━━━ Working data

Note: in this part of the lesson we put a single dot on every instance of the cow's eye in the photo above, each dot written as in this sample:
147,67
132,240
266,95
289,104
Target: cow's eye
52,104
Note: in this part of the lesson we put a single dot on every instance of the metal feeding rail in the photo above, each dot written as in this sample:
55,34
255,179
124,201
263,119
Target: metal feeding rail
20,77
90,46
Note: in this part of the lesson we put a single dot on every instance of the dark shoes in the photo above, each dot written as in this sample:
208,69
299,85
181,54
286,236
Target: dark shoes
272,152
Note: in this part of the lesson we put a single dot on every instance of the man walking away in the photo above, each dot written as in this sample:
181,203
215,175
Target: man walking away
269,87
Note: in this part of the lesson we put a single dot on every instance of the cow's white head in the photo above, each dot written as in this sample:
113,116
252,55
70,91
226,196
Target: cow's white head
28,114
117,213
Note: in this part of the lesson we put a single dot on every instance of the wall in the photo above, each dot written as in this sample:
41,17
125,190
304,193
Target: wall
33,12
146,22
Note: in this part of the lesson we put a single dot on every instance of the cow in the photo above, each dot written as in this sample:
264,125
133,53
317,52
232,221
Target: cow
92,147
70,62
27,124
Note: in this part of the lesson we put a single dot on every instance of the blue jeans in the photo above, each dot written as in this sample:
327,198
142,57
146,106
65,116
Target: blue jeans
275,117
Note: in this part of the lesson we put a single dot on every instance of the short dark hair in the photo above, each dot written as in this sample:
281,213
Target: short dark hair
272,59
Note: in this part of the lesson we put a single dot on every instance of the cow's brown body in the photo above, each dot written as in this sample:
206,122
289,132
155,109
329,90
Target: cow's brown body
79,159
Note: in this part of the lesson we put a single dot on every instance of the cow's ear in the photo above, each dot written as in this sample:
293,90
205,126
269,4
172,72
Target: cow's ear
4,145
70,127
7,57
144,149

━━━━━━

(What the task requires):
Print the data above again, with nothing altered and nothing left out.

(Exercise response):
Note: in this part of the lesson we put a single dot on every instance of the cow's eye in the photo above, each dot written as in this sample:
147,67
132,240
266,95
289,104
Target: cow's eye
52,104
Note: in this part of the lesson we put a single dot on every instance of the metal feeding rail in the photo above, each dot written as in this sample:
55,34
255,179
124,201
263,119
Target: metal feeding rail
20,77
90,46
Note: in this part of the lesson we put a single dot on every instance of the dark shoes in the photo above, each dot written as in this sample:
208,69
299,85
181,54
286,236
Target: dark shoes
272,152
Note: in this part of the lesson we put a single dot on every instance of the man walking away in the photo above, each dot written as in this sample:
181,203
215,175
Target: man walking away
269,87
Note: in this part of the lesson we put a single dot on every instance of the cow's white head in the photo above, each dot written as in this sample:
113,116
252,55
70,91
226,196
Target: cow's white head
28,114
117,213
Note: in this part of the lesson we put a single dot on every instance of the wall in the photo above, each dot written as in this sample:
41,17
125,190
304,193
Target: wall
33,12
146,22
Note: in this part of the lesson we put a single dot on every instance of the cow in the photo above, each dot written as in this sample:
264,125
133,53
317,52
232,221
Target: cow
92,147
70,62
27,124
Note: in this part of the lesson we put a single dot on every instance of the blue jeans in the photo above, each dot written as in this sample:
327,198
142,57
146,106
65,116
Target: blue jeans
275,117
Note: in this part of the lesson we put a single dot on every instance of the short dark hair in the photo above, each dot written as in this sample:
281,213
Target: short dark hair
272,59
Note: in this part of the lesson we put a single dot on every instance of the cow's brown body in the photo above, each dot written as in this sample:
206,122
289,132
155,109
329,90
Target: cow's brown body
79,159
Note: in this part of the lesson we put a single dot on every instance of the cow's ear in the photo above, each dot written as in this sample:
293,90
205,126
269,4
172,72
Target: cow's ear
4,145
70,127
7,57
144,149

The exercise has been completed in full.